Brano estratto:
━━━━━━━━
La morte dell’ex allenatore di calcio Sven Goran Eriksson, deceduto a 76 anni per un tumore al pancreas, ha commosso il mondo del pallone e non solo.
Quali sono le caratteristiche del male che l’ha portato via? Lo ha spiegato all’Agenzia Dire il professor Francesco Cognetti, Ospedale Isola Tiberina-Gemelli Isola e professore di oncologia presso l’International University Unicamillus di Roma.
«Sono estremamente dispiaciuto per la morte di Sven-Goran Eriksson – ha dichiarato il prof –. Non sappiamo ancora se abbia avuto un adenocarcinoma o un tumore neuroendocrino, non conosciamo i risultati delll’esame istologico. Quello che è certo è che il tumore del pancreas non è una entità unica e che la maggiore frequenza è proprio l’adenocarcinoma. Voglio poi aggiungere che ogni anno in Italia circa 6.000-7.000 persone complessive tra maschi e femmine ricevono una diagnosi di carcinoma del pancreas e che l’incidenza dei tumori del pancreas è di 9 su centomila nelle femmine e di 12 su centomila nei maschi».
Però non sono tutti adenocarcinomi, e tra le forme rare ci sono i tumori neuroendocrini. «La differenza non è banale – spiega il prof – perché hanno un comportamento clinico e biologico completamente diverso: l’adenocarcinoma è molto più aggressivo e anche piuttosto insensibile alle terapie mediche che possono essere applicate. In questi casi la diagnosi precoce è molto rara e difficile, perché si tratta di tumori silenti e i sintomi compaiono quando la malattia, purtroppo, è ormai già in fase avanzata con la comparsa dell’ittero, ovvero la cute diventa gialla per effetto dell’aumento della bilirubina per compressione o infiltrazione delle vie biliari, e poi quando la localizzazione è soprattutto nella parte anteriore della testa del pancreas. Quando invece colpisce il corpo del pancreas, di solito la sintomatologia più frequente è il dolore per interessamento dei plessi nervosi».
Il problema è che, in entrambi i casi, per l’appunto, la diagnosi è quasi sempre tardiva: «I rimedi principali – sottolinea Cognetti – sono la chirurgia, che può essere radicale e risolutiva solo in un numero basso di pazienti e i trattamenti medici, per i quali, oltre alla chemioterapia, c’è ora qualche novità di carattere biologico. Purtroppo, la prognosi di questi pazienti è molto infausta, con pochi di loro che sopravvivono oltre l’anno o i due anni. E comunque le persone che hanno una sopravvivenza un po’ più lunga sono espressione di percentuali estremamente basse, dato che la maggior parte muore presto, a poca distanza dalla diagnosi.
━━━━━━━━
Dati di puntamento su regioni:

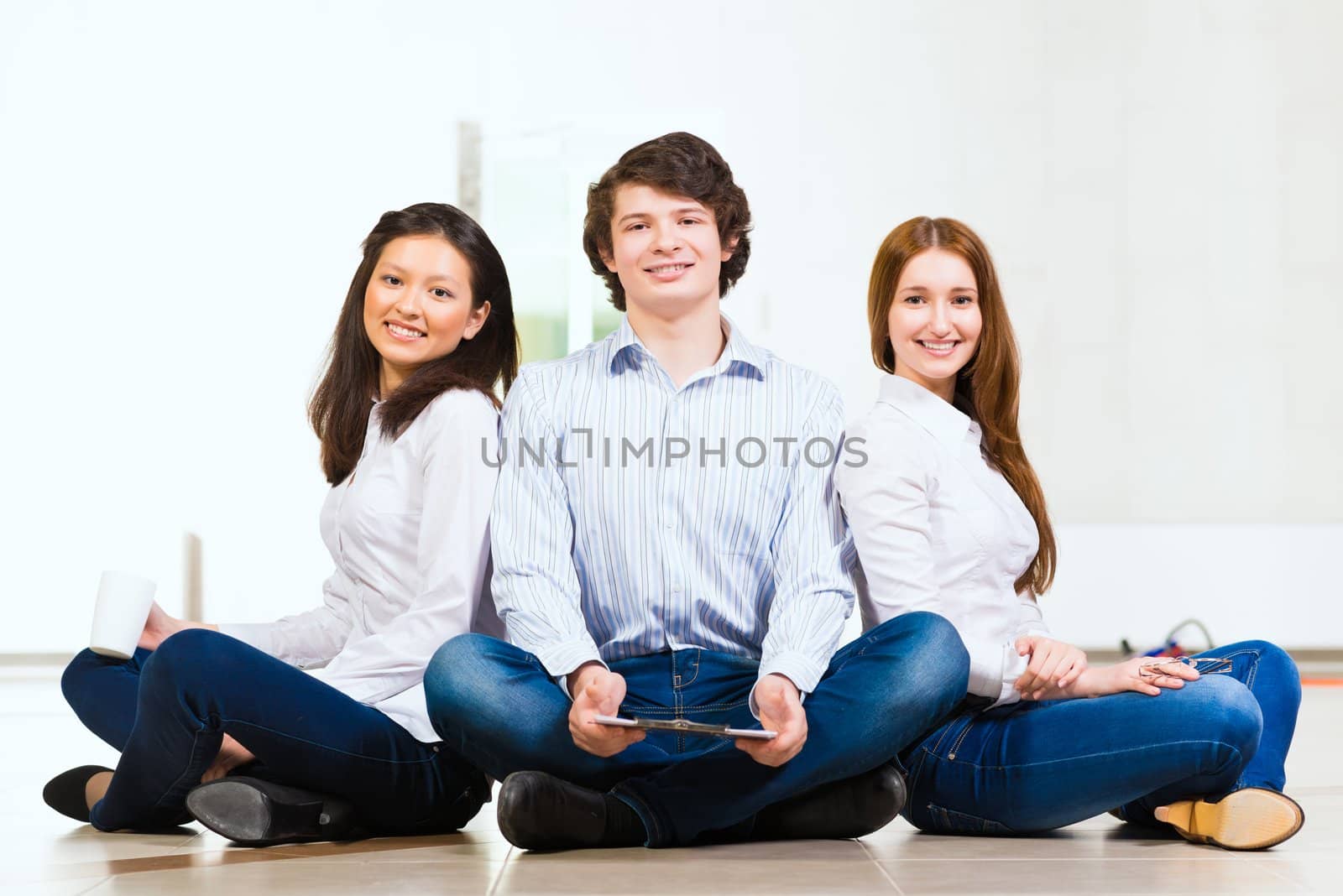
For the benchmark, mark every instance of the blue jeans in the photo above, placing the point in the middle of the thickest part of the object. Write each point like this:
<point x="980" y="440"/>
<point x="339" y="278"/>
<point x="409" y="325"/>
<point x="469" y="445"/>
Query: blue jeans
<point x="167" y="712"/>
<point x="1036" y="766"/>
<point x="500" y="708"/>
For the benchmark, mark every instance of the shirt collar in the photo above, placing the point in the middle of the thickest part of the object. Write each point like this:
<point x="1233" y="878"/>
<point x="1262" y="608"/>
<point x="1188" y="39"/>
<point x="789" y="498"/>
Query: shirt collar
<point x="947" y="423"/>
<point x="739" y="349"/>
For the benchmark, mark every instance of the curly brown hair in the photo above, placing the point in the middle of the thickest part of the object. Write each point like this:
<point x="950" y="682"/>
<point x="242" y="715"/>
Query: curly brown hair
<point x="682" y="165"/>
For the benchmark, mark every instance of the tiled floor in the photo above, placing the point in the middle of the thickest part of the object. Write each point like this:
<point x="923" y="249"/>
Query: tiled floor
<point x="47" y="853"/>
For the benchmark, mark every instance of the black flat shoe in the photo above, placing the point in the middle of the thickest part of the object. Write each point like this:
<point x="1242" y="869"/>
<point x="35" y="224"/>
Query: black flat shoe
<point x="259" y="813"/>
<point x="541" y="812"/>
<point x="66" y="792"/>
<point x="839" y="810"/>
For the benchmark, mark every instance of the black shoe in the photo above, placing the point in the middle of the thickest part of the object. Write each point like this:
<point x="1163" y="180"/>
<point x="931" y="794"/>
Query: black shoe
<point x="259" y="813"/>
<point x="839" y="810"/>
<point x="66" y="792"/>
<point x="541" y="812"/>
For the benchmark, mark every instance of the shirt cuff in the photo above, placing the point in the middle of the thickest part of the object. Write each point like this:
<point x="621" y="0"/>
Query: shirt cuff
<point x="1013" y="667"/>
<point x="563" y="658"/>
<point x="259" y="635"/>
<point x="563" y="680"/>
<point x="796" y="667"/>
<point x="986" y="669"/>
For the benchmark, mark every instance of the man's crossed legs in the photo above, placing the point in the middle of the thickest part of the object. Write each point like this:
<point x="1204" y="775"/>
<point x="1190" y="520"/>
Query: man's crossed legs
<point x="503" y="711"/>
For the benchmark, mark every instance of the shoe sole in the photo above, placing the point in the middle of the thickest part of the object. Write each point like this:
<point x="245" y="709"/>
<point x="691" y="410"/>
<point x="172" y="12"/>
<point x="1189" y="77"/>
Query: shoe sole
<point x="248" y="815"/>
<point x="1251" y="819"/>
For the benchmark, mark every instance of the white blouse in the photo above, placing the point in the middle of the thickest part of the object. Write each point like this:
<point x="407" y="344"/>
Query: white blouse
<point x="939" y="529"/>
<point x="409" y="531"/>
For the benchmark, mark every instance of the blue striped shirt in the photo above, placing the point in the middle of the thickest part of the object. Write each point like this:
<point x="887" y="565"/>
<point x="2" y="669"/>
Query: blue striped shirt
<point x="633" y="517"/>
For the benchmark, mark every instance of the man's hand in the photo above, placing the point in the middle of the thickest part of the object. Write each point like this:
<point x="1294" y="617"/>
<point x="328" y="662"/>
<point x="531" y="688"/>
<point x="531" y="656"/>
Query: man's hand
<point x="781" y="710"/>
<point x="232" y="754"/>
<point x="1053" y="665"/>
<point x="598" y="691"/>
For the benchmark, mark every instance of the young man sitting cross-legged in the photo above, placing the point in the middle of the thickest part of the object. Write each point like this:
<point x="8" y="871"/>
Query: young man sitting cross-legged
<point x="668" y="544"/>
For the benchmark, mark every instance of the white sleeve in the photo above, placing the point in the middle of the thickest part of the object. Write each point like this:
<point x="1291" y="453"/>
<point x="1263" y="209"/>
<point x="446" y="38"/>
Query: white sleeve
<point x="452" y="553"/>
<point x="886" y="501"/>
<point x="309" y="638"/>
<point x="1031" y="622"/>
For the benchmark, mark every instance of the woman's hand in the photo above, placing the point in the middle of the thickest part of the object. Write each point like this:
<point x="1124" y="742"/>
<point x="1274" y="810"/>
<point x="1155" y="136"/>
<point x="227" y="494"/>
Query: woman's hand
<point x="232" y="754"/>
<point x="1146" y="675"/>
<point x="1053" y="667"/>
<point x="160" y="625"/>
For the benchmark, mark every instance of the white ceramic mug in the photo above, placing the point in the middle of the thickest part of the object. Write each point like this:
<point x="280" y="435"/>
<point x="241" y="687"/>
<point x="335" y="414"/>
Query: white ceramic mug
<point x="118" y="617"/>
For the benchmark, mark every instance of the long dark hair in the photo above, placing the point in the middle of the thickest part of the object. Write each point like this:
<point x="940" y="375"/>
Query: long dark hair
<point x="342" y="399"/>
<point x="990" y="383"/>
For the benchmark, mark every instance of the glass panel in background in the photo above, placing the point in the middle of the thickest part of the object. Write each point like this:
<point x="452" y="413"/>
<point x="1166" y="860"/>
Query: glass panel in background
<point x="534" y="180"/>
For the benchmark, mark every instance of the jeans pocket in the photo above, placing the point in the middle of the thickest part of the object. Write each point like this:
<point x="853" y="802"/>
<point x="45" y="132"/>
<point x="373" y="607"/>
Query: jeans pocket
<point x="948" y="821"/>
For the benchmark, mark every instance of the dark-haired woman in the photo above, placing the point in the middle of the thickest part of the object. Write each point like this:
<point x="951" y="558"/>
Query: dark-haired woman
<point x="948" y="517"/>
<point x="407" y="418"/>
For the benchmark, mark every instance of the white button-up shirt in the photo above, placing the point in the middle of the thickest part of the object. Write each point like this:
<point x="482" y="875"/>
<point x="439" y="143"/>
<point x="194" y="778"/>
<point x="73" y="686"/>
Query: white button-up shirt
<point x="409" y="531"/>
<point x="939" y="529"/>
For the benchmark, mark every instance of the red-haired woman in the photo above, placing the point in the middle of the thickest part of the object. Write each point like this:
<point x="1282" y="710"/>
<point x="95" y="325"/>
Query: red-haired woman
<point x="409" y="425"/>
<point x="948" y="517"/>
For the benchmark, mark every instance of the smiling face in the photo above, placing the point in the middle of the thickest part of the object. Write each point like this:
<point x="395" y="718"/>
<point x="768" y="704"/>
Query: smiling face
<point x="935" y="320"/>
<point x="665" y="248"/>
<point x="418" y="306"/>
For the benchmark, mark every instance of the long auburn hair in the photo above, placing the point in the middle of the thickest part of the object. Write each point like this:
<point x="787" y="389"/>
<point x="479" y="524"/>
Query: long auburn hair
<point x="990" y="383"/>
<point x="342" y="399"/>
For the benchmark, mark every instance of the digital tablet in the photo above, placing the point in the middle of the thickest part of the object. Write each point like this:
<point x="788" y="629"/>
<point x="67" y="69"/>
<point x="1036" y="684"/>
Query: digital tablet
<point x="685" y="726"/>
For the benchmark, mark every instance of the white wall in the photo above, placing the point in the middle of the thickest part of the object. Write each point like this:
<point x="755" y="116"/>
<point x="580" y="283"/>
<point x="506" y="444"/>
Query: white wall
<point x="183" y="190"/>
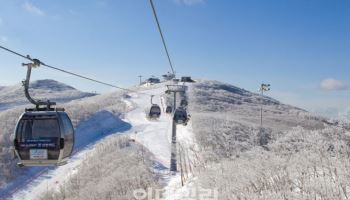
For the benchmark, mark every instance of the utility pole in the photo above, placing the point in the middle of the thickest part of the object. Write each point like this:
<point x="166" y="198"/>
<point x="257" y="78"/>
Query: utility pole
<point x="140" y="79"/>
<point x="263" y="88"/>
<point x="174" y="89"/>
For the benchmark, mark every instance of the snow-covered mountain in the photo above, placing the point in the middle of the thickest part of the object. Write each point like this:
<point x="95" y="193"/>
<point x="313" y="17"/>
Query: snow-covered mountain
<point x="223" y="147"/>
<point x="11" y="96"/>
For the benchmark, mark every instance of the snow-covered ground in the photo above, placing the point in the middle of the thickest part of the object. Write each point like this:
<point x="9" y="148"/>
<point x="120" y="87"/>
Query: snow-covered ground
<point x="155" y="135"/>
<point x="223" y="134"/>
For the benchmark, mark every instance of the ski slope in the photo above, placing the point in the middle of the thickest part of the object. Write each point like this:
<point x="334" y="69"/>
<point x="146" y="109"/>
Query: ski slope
<point x="155" y="135"/>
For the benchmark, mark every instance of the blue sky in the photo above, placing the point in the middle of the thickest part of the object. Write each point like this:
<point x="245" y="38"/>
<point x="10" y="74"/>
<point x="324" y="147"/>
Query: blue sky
<point x="300" y="47"/>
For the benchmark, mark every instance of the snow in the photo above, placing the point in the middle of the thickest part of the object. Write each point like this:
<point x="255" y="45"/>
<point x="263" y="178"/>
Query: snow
<point x="152" y="134"/>
<point x="224" y="124"/>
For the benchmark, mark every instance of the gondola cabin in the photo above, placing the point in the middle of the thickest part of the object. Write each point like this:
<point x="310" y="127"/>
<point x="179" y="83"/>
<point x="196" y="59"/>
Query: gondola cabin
<point x="169" y="109"/>
<point x="154" y="111"/>
<point x="43" y="138"/>
<point x="180" y="116"/>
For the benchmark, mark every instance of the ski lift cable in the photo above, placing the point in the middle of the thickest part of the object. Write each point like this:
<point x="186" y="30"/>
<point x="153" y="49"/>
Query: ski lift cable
<point x="161" y="35"/>
<point x="36" y="61"/>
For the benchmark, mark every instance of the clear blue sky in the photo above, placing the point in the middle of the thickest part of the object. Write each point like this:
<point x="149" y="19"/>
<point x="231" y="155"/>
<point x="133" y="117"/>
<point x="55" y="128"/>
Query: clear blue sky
<point x="292" y="44"/>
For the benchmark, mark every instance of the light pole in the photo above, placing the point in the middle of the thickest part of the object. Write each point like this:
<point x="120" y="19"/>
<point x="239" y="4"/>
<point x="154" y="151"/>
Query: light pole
<point x="140" y="79"/>
<point x="263" y="88"/>
<point x="174" y="89"/>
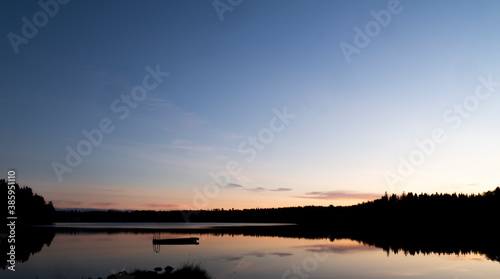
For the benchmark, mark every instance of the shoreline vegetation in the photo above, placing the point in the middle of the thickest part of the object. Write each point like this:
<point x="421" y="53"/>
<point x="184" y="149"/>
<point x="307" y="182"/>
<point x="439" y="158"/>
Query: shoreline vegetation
<point x="409" y="223"/>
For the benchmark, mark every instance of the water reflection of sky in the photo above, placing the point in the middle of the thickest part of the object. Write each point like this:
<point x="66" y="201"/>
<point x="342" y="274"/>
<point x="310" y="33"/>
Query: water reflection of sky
<point x="84" y="255"/>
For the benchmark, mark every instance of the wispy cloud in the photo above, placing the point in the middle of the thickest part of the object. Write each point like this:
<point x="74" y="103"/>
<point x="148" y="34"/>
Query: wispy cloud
<point x="281" y="254"/>
<point x="124" y="191"/>
<point x="339" y="195"/>
<point x="190" y="146"/>
<point x="281" y="189"/>
<point x="257" y="189"/>
<point x="103" y="204"/>
<point x="164" y="205"/>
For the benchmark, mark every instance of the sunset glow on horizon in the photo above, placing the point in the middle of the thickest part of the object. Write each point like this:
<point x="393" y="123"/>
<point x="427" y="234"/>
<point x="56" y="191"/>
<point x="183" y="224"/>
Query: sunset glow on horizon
<point x="173" y="105"/>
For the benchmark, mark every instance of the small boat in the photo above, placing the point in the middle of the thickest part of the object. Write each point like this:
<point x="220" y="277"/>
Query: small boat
<point x="176" y="241"/>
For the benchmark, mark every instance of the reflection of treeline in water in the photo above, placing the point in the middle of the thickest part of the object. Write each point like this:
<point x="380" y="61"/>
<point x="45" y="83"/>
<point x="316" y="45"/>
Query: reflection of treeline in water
<point x="29" y="241"/>
<point x="396" y="242"/>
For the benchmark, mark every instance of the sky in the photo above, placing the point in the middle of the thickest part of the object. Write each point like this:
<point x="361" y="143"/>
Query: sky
<point x="174" y="105"/>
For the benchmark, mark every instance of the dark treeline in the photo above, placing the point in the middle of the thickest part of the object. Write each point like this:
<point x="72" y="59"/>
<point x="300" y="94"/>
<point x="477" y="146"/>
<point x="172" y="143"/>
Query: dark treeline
<point x="414" y="212"/>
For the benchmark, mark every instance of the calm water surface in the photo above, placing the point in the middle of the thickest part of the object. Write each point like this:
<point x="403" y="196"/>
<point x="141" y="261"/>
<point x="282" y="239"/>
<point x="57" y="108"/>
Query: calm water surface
<point x="94" y="254"/>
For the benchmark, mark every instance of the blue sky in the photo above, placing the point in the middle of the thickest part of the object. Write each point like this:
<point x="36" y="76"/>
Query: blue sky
<point x="353" y="121"/>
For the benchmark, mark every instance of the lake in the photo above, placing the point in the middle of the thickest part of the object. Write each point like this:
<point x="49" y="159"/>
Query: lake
<point x="97" y="250"/>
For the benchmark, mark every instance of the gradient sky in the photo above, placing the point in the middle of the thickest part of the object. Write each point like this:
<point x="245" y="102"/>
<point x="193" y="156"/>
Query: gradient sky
<point x="354" y="122"/>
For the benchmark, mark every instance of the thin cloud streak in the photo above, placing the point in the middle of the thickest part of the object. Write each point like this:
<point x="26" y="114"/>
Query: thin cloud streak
<point x="339" y="195"/>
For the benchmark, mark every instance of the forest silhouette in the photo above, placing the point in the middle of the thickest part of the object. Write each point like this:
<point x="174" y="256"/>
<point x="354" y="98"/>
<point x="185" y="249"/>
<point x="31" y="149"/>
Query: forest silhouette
<point x="409" y="223"/>
<point x="407" y="212"/>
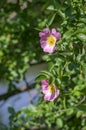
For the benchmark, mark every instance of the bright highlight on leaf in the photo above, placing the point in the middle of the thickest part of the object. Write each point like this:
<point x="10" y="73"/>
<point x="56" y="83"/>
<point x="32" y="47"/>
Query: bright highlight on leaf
<point x="48" y="39"/>
<point x="50" y="91"/>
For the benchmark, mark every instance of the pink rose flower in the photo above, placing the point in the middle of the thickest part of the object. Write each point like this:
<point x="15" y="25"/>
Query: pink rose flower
<point x="48" y="39"/>
<point x="50" y="91"/>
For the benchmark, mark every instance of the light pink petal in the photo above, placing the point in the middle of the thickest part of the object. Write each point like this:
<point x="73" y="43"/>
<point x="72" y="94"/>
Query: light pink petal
<point x="44" y="86"/>
<point x="46" y="31"/>
<point x="44" y="82"/>
<point x="49" y="49"/>
<point x="57" y="35"/>
<point x="49" y="96"/>
<point x="43" y="43"/>
<point x="41" y="34"/>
━━━━━━━━
Il problema:
Riproduci fedelmente il brano sul tumore del pancreas, cominciando da "Quali sono le" e proseguendo fino a "Unicamillus di Roma.". Le voci non hanno alcun ruolo in questo lavoro.

Risposta scritta:
Quali sono le caratteristiche del male che l’ha portato via? Lo ha spiegato all’Agenzia Dire il professor Francesco Cognetti, Ospedale Isola Tiberina-Gemelli Isola e professore di oncologia presso l’International University Unicamillus di Roma.